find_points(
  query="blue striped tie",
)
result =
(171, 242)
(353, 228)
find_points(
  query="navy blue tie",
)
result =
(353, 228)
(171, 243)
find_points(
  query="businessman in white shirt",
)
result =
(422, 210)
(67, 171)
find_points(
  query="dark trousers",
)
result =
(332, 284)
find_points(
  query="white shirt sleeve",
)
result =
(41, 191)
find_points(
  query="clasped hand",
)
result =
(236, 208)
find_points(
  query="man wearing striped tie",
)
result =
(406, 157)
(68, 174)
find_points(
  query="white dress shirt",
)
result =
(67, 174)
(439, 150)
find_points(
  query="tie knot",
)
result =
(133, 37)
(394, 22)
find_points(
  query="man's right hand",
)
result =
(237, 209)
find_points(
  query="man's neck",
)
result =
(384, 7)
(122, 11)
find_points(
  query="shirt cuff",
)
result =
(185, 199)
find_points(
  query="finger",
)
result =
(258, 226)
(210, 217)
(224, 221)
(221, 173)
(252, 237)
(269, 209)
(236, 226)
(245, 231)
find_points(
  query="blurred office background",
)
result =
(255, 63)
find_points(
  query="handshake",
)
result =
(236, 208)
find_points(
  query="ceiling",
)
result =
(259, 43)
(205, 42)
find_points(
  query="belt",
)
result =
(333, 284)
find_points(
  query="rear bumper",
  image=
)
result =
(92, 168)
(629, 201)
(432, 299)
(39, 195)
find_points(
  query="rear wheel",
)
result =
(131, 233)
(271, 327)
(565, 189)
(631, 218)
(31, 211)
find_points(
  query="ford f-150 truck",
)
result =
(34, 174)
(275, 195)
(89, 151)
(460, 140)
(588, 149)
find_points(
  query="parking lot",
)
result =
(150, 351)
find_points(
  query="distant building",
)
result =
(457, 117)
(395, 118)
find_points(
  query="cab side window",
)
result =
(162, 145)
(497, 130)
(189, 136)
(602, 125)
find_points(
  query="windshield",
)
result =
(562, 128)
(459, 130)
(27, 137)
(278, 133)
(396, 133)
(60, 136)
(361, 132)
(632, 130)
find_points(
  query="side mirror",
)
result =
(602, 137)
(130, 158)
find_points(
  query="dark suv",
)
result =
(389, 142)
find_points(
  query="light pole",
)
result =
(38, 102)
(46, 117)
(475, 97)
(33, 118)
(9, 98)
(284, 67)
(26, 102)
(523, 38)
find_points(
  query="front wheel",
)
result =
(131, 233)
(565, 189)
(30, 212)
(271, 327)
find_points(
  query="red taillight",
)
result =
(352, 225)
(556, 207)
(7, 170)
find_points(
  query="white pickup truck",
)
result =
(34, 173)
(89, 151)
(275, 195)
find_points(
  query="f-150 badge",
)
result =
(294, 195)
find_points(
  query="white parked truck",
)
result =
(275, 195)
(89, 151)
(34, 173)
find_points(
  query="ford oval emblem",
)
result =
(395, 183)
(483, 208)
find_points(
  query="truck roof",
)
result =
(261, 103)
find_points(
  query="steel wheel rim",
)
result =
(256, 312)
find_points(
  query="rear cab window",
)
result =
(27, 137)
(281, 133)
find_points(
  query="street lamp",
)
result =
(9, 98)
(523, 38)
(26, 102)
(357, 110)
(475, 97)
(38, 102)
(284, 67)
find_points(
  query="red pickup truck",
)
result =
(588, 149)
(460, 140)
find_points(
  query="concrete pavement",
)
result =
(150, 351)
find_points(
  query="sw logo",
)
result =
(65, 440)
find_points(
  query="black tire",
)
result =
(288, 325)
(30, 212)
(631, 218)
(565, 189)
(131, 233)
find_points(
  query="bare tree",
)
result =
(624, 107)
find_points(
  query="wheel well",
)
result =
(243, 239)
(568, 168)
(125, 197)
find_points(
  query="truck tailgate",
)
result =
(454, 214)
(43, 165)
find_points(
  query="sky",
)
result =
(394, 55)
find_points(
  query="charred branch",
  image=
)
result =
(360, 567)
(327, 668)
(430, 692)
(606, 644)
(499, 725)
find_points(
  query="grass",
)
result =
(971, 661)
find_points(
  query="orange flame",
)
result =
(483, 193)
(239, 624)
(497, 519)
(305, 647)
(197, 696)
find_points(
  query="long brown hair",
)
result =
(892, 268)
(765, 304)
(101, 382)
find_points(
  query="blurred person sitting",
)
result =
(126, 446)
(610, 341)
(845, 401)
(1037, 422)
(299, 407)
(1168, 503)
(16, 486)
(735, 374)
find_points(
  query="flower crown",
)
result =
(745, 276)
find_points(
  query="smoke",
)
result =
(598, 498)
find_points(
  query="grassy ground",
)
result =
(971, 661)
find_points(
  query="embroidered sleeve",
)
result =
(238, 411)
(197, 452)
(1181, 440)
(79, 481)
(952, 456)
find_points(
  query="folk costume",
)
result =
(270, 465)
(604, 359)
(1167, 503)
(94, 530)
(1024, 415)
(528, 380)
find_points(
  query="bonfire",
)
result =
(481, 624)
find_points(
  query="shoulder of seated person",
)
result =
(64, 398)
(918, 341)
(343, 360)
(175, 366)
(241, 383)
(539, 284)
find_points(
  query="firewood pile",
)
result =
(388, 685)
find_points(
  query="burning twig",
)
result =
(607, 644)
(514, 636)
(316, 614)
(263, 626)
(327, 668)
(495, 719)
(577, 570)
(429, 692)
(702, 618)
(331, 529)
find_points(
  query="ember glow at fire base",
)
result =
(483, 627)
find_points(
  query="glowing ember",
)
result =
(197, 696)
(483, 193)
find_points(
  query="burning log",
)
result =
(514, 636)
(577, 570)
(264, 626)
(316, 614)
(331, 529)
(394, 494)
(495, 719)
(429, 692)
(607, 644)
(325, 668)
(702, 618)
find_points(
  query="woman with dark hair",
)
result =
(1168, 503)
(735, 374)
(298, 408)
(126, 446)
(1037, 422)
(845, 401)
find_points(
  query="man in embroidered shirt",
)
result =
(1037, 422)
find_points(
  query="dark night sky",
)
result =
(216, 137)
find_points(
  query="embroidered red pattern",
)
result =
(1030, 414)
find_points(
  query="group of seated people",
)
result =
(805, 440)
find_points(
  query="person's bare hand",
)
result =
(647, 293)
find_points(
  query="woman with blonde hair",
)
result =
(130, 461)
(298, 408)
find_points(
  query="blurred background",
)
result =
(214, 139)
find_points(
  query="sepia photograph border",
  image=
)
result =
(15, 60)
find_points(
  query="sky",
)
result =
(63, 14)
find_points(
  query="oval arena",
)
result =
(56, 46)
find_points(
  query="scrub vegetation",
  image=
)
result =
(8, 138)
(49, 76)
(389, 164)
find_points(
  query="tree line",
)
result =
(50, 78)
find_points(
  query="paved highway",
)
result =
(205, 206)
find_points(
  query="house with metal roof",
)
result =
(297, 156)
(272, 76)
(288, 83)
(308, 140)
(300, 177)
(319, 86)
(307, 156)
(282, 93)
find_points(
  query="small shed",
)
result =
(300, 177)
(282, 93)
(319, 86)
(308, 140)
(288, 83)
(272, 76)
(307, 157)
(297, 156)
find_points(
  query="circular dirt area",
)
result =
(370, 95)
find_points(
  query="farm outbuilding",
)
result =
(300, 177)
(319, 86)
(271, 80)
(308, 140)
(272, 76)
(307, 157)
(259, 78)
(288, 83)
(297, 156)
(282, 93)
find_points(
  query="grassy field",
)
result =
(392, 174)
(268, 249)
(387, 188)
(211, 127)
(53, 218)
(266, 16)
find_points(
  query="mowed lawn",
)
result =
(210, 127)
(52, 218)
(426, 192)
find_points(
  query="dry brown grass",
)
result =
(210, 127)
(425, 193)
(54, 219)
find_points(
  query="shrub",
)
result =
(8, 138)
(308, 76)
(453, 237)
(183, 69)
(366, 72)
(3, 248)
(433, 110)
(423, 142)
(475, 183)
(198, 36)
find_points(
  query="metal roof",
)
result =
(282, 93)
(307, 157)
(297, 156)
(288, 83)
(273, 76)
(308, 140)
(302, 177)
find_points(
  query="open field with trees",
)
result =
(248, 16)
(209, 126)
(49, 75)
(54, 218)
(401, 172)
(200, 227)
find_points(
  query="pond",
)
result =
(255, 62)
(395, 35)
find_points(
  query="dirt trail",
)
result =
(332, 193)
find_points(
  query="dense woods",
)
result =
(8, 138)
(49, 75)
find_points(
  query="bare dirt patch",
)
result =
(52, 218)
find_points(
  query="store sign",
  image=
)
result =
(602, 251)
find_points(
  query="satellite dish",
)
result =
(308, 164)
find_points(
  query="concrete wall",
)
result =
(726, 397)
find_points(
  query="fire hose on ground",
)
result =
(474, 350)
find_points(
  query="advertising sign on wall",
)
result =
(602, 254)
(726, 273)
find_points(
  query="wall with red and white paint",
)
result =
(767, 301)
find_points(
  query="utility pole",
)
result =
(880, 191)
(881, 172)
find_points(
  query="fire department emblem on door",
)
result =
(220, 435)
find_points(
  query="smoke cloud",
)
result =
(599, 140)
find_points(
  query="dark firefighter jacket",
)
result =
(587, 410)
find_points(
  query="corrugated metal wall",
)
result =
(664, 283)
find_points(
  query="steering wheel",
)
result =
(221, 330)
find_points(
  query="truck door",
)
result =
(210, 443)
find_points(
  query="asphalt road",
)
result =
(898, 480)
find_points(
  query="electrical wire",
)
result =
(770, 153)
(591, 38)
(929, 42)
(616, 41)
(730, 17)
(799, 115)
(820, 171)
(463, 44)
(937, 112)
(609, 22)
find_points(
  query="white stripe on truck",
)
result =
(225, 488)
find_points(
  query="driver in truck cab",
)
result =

• _Activity_:
When you find a line in the records that contains the word "truck", copy it.

• _Solution for this exercise_:
  query="ford f-150 truck",
  query="white pickup truck",
  query="white parked truck",
  query="truck roof",
  query="red pickup truck",
  query="truck tailgate",
  query="truck door",
  query="white stripe on truck",
  query="driver in truck cab",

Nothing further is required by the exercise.